*RECORD EXCERPTS*.
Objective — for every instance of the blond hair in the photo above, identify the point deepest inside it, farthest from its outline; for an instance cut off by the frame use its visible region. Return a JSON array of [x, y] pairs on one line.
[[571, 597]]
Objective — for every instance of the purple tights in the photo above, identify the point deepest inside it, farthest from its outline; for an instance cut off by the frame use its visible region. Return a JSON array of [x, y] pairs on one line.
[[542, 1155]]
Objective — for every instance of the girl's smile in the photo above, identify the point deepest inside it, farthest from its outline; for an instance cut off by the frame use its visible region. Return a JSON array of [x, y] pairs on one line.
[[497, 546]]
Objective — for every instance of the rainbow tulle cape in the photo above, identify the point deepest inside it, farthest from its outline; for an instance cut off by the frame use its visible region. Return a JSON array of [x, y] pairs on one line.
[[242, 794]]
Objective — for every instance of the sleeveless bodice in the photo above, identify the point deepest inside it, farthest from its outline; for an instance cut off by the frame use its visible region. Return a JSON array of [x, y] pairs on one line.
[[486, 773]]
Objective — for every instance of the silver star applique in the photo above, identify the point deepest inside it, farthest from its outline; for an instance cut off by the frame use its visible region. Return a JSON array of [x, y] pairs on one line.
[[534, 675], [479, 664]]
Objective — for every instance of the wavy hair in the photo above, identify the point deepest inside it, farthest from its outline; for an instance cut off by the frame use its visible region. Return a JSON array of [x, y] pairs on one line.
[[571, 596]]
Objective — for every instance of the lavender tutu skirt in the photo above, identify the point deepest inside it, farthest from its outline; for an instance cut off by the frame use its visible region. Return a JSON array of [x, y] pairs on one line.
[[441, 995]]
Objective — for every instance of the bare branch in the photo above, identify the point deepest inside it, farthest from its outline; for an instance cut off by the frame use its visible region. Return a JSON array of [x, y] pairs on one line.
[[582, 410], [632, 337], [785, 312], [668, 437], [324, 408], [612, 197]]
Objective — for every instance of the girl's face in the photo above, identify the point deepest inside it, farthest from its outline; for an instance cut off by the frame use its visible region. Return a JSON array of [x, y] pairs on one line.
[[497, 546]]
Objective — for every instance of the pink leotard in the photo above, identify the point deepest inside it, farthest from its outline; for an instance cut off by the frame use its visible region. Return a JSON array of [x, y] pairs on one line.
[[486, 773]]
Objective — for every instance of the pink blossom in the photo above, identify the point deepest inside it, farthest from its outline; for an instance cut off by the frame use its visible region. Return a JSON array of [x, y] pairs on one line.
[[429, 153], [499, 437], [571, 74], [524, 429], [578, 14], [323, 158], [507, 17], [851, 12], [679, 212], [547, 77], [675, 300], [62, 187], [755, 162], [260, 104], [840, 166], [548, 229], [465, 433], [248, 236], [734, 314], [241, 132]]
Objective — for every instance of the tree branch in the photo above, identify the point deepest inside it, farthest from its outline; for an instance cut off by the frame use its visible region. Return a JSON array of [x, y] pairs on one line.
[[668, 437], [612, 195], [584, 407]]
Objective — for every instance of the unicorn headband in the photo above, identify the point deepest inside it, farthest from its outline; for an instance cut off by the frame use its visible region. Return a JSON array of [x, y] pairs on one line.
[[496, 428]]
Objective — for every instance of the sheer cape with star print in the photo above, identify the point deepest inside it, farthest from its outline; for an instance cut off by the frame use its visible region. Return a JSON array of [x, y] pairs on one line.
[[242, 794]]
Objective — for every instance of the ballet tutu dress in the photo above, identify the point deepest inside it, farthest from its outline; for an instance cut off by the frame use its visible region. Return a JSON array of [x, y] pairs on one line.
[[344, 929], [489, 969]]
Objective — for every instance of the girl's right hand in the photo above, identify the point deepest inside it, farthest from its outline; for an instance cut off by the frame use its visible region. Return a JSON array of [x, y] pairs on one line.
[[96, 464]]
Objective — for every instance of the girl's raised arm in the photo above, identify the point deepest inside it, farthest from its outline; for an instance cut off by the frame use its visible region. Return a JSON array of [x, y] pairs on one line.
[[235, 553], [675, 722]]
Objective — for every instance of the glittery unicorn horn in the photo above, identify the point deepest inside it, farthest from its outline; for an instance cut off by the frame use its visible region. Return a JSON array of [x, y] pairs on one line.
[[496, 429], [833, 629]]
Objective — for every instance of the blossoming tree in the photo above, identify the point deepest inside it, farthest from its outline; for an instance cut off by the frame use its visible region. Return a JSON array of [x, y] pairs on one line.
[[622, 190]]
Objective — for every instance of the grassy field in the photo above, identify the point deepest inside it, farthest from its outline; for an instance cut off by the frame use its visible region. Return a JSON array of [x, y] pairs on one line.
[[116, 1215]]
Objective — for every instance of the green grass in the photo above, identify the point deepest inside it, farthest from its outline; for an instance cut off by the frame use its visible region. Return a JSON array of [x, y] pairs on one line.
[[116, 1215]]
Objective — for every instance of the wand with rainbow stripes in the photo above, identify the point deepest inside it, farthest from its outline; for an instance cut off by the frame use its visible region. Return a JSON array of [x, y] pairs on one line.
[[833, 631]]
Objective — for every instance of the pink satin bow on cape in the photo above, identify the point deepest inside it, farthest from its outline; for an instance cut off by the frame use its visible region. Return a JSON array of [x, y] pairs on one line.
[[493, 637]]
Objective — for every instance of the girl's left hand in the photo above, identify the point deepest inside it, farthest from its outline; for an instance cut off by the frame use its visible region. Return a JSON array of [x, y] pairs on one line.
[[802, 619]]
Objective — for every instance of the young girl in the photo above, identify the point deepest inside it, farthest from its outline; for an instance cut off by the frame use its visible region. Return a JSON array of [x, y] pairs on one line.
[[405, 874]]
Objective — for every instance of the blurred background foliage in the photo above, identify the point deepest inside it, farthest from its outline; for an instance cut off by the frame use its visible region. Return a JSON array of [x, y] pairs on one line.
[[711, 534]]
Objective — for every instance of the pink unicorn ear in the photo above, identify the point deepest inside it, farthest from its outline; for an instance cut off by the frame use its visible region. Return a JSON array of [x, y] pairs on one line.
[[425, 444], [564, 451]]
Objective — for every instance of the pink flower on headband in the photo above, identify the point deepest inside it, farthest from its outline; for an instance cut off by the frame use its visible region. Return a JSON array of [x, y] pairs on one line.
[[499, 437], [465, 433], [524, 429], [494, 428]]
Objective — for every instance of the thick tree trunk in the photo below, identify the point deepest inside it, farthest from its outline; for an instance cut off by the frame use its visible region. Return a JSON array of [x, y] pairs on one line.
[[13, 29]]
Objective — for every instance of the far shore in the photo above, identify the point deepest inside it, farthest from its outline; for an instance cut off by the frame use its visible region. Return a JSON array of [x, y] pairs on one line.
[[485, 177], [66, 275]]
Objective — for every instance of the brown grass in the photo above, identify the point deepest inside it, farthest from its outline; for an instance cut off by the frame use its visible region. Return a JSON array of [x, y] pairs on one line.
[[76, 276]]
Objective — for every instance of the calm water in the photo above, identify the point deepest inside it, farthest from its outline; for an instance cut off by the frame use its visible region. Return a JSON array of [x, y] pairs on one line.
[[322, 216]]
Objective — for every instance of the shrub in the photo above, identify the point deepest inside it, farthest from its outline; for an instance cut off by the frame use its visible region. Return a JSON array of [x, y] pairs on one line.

*TASK REQUIREMENTS*.
Format every line of the records above as a Markdown table with the columns No. and Text. Number the rows and leave out any blank lines.

*REPLY TO THE TASK*.
| No. | Text |
|---|---|
| 1 | Objective — for every instance of the blond hair in the photo above, identify the point deepest inside it, farthest from its outline; for an instance cut off by the frame use its visible region. Return a JSON array of [x, y] pairs on one line. |
| 2 | [[571, 597]] |
| 3 | Objective — for every instance of the purple tights in the photo above, identify the point deepest inside it, farthest from its outline; for an instance cut off by the frame use its visible region. Return a JSON array of [x, y] pairs on one line. |
| 4 | [[542, 1155]] |
| 5 | Objective — for every instance of the girl's smile in the photo above, identify the point deepest inside it, farthest from its outline; for an instance cut off by the frame use its visible region. Return a JSON array of [x, y] pairs on one line. |
| 6 | [[497, 546]] |
| 7 | Objective — for every instance of the rainbow tulle cape in the photo above, identify the point deepest inside it, farthest from its outline; for an instance cut off by the frame use its visible region. Return a JSON array of [x, y] pairs on one line. |
| 8 | [[242, 794]] |
| 9 | Objective — for every instance of the sleeveless bodice in the photo above, identify the point deepest inside it, farthest from its outline; for an instance cut off by the frame use its visible region. Return a JSON array of [x, y] pairs on one line. |
| 10 | [[486, 773]] |
| 11 | Objective — for every instance of the silver star applique in the photo above, identify the point deepest inside it, farthest from its outline; for an instance cut off by the frame use its visible region. Return a JSON array of [x, y] pairs on one line. |
| 12 | [[534, 675], [479, 664]] |
| 13 | Objective — for every instance of the wavy hair in the photo above, identify the point deepest inside it, farthest from its outline; for an instance cut off by the frame use its visible region. Return a JSON array of [x, y] pairs on one line. |
| 14 | [[571, 596]] |
| 15 | Objective — for every instance of the lavender tutu skirt in the photo above, identify the point deepest inside it, farthest from its outline; for an instance cut off by the frame use its visible region. Return a JSON array of [x, y] pairs on one line. |
| 16 | [[441, 995]] |
| 17 | Objective — for every instance of the bare branch in the photo above, identify the point deepest inside it, farthest from its outline; for an instance cut off by the frame use its visible region. Return a JSON array of [x, y] pairs on one line. |
| 18 | [[582, 410], [632, 337], [785, 312], [668, 437], [324, 408], [612, 197]] |
| 19 | Objective — for every instance of the girl's face in the photo above, identify the point deepest inside it, farthest from its outline; for an instance cut off by the frame use its visible region. Return a JSON array of [x, y] pairs on one line. |
| 20 | [[497, 546]] |
| 21 | Objective — for every instance of the pink leotard in the photo above, identify the point deepest inside it, farthest from its outline; for an instance cut off by the frame use its visible region. Return a JSON array of [x, y] pairs on one line. |
| 22 | [[486, 773]] |
| 23 | Objective — for every instance of the pink blossom in the photo above, identify the point deepest inside it, farthest from its outline; for an instance cut off by the frame use its visible region. Return a JSON array of [x, y] pairs on one line. |
| 24 | [[429, 153], [499, 437], [571, 74], [524, 429], [578, 14], [323, 158], [507, 17], [851, 12], [679, 212], [547, 77], [675, 300], [62, 187], [755, 162], [260, 104], [840, 166], [548, 229], [465, 433], [248, 236], [734, 314], [241, 132]] |
| 25 | Objective — for every instance of the tree branch in the photo above, identify the point deepest inside it, farthest from its outline; for an instance cut off by the frame use its visible region. Return a JSON array of [x, y] pairs on one line. |
| 26 | [[668, 437], [612, 195], [584, 407]] |
| 27 | Objective — for every instance of the unicorn headband in the photo above, identify the point deepest inside it, farthest from its outline; for an instance cut off by the frame use its visible region. Return a JSON array of [x, y] pairs on one line. |
| 28 | [[496, 428]] |
| 29 | Objective — for every instance of the sheer cape with star print in the photo above, identify the point deepest inside it, farthest from its outline; for an instance cut off by the frame use its visible region. Return a JSON array of [x, y] pairs on one line. |
| 30 | [[242, 794]] |
| 31 | Objective — for every instance of the ballet tutu dress in the photo above, identify the point deepest inside it, farthest from its outline; for an instance cut off by the frame use its visible region. Return a JSON array of [x, y] pairs on one line. |
| 32 | [[344, 929], [489, 969]] |
| 33 | Objective — for every instance of the girl's right hand in the photo above, identify the point deepest inside it, farthest from its outline; for an instance cut off by the frame use its visible region. Return a JSON array of [x, y] pairs on one line. |
| 34 | [[96, 464]] |
| 35 | Objective — for every instance of the girl's raised arm in the photo above, identify the point deepest inside it, farthest from its outline; for an instance cut off by the frame use its visible region. Return a JSON array of [x, y] pairs on one line. |
| 36 | [[235, 553], [675, 722]] |
| 37 | Objective — for every instance of the glittery unicorn horn in the photo above, identify the point deepest inside it, farthest from its outline; for an instance cut off by the frame use its visible region. Return a JSON array of [x, y] pairs on one line. |
| 38 | [[496, 429], [833, 629]] |
| 39 | Objective — for every instance of the blossoming tree in the photo above, identify the point deepest inside it, farthest from its outline; for an instance cut off by the frame use its visible region. Return a JSON array of [x, y] pairs on one line. |
| 40 | [[622, 190]] |
| 41 | Objective — for every instance of the grassy field in the photo above, identify the point deepest inside it, farthest from its outline; for an instance cut off by the frame use its visible region. Return a JSON array of [x, y] pairs on one line. |
| 42 | [[116, 1215]] |
| 43 | Objective — for every instance of the green grass in the photo above, identify the point deepest inside it, farthest from its outline; for an instance cut off by the frame use its visible region. Return a JSON array of [x, y] pairs on one line. |
| 44 | [[116, 1215]] |
| 45 | Objective — for every instance of the wand with rainbow stripes in the photo above, identify the point deepest inside it, farthest from its outline; for an instance cut off by the frame use its visible region. Return a JSON array of [x, y] pairs on one line. |
| 46 | [[833, 631]] |
| 47 | Objective — for every instance of the pink satin bow on cape in the photo above, identify the point deepest inside it, farthest from its outline; for an instance cut off by the frame use its visible region. Return a JSON array of [x, y] pairs on one line. |
| 48 | [[493, 637]] |
| 49 | Objective — for every instance of the girl's left hand in the photo above, identify the point deepest inside it, farthest from its outline; for an instance cut off by the frame use its visible region. Return a JSON array of [x, y] pairs on one line. |
| 50 | [[802, 619]] |
| 51 | Objective — for every instance of the young girl in the photo above, identify the point deepest inside it, farthest from its outline; for an instance cut off by the frame use its visible region. Return a JSON array of [x, y] pairs on one line. |
| 52 | [[405, 874]] |
| 53 | Objective — for every instance of the blurred background foliage in the photo above, identify the point deepest inside it, farthest from its outline; for an instance cut off by the frame use its visible region. Return a JSON array of [x, y] pairs on one line. |
| 54 | [[711, 534]] |
| 55 | Objective — for every instance of the pink unicorn ear in the photo above, identify the point deepest inside it, farthest from its outline; for an instance cut off by the frame use its visible region. Return a JSON array of [x, y] pairs on one line. |
| 56 | [[425, 444], [564, 451]] |
| 57 | Objective — for every instance of the pink flower on headband in the photo above, identify the point deepest inside it, farthest from its outline; for an instance cut off by the frame use its visible region. Return a JSON array of [x, y] pairs on one line. |
| 58 | [[499, 437], [465, 433], [524, 429], [494, 428]] |
| 59 | Objective — for every instance of the thick tree trunk in the photo below, identify the point deepest inside it, farthest from its outline; for an instance cut off by the frame use its visible region. Return a JSON array of [x, y] pairs on one line. |
| 60 | [[13, 29]] |
| 61 | Objective — for every instance of the far shore in the photo above, identify the point deepest inside it, farthest from its outline; for an instance cut off by the frame use its visible region. Return a JSON array of [x, y] pairs on one line. |
| 62 | [[485, 177], [66, 275]] |
| 63 | Objective — for every instance of the brown grass in the photo above, identify the point deepest inside it, farthest from its outline; for an instance cut off by the frame use its visible region. Return a JSON array of [x, y] pairs on one line. |
| 64 | [[76, 276]] |
| 65 | Objective — for every instance of the calm water in the photo above, identify the point deepest inside it, farthest from its outline; for an instance cut off by the frame use its visible region. Return a JSON array of [x, y] pairs on one line. |
| 66 | [[322, 216]] |
| 67 | Objective — for every instance of the shrub in the photo above, identify the point deepest inside it, farthest from its outline; for an instance cut off by the frame use its visible region. Return a JSON array of [x, y] pairs on one line. |